··· Input

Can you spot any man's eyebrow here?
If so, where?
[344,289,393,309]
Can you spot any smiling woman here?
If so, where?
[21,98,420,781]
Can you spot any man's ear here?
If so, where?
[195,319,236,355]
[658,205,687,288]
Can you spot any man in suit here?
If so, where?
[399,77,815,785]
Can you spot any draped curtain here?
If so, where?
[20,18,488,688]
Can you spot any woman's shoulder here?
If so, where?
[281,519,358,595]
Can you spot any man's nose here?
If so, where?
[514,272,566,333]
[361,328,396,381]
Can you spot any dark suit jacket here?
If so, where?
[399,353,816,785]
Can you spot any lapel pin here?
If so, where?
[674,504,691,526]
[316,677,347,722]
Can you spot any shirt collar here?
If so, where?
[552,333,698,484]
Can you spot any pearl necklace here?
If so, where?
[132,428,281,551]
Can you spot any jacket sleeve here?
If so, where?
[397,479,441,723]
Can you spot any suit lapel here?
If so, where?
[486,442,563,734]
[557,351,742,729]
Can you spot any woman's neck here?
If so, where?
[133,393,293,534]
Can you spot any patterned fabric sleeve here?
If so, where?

······
··· Input

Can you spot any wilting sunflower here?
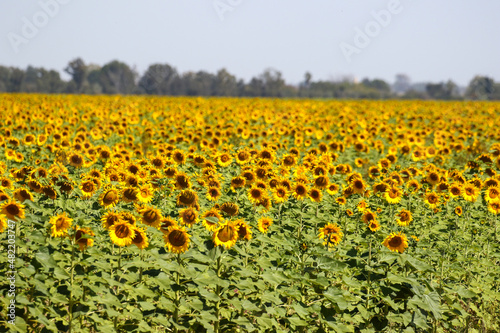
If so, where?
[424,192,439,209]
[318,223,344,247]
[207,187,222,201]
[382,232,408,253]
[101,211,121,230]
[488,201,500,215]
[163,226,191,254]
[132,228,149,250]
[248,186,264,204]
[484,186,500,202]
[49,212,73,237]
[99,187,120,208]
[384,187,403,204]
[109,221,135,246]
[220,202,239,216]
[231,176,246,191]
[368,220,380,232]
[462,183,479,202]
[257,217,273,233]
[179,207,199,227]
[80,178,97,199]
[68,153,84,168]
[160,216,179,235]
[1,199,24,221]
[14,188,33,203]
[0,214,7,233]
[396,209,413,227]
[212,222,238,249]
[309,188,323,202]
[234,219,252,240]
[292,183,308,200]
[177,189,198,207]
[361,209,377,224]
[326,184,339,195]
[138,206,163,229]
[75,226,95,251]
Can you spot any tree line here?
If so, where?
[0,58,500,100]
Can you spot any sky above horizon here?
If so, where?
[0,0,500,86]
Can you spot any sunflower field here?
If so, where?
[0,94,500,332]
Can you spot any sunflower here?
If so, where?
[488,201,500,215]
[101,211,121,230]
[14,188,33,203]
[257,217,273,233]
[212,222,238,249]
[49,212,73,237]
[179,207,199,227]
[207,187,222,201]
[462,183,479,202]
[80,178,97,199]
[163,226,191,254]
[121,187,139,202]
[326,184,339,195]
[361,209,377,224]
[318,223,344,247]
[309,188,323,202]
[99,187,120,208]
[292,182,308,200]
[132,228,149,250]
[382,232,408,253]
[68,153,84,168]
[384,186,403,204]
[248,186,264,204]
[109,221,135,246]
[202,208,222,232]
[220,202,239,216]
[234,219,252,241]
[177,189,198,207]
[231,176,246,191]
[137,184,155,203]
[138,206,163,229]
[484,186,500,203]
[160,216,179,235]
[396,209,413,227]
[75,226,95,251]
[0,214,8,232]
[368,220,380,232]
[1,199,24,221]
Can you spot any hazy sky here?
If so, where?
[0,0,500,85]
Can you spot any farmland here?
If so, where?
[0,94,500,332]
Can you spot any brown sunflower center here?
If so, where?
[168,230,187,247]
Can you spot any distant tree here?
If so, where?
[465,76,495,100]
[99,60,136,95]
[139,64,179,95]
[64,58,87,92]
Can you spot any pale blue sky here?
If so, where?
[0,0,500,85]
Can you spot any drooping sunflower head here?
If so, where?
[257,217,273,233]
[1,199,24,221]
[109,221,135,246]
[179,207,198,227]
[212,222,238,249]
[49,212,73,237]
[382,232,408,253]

······
··· Input

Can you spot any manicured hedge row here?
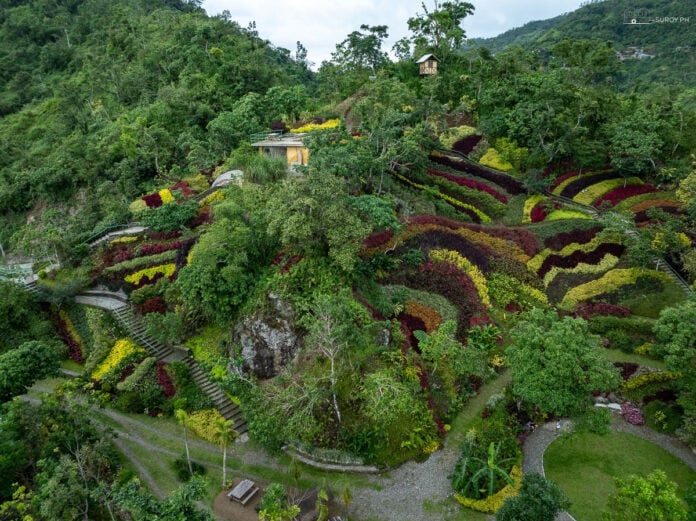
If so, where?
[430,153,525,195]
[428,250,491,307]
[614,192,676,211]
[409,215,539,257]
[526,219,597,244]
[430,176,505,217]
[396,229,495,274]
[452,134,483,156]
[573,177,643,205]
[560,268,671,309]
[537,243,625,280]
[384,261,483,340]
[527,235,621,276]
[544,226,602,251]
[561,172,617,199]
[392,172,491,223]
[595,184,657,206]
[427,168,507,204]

······

Which lines in the entries above contain the word "sunflower"? Copy out every one of them.

Task answer
Can you spot any wilting sunflower here?
Can you spot any sunflower field here?
Can you spot any sunflower here?
Can you spot any brown sunflower center here?
Can you spot any drooping sunflower head here?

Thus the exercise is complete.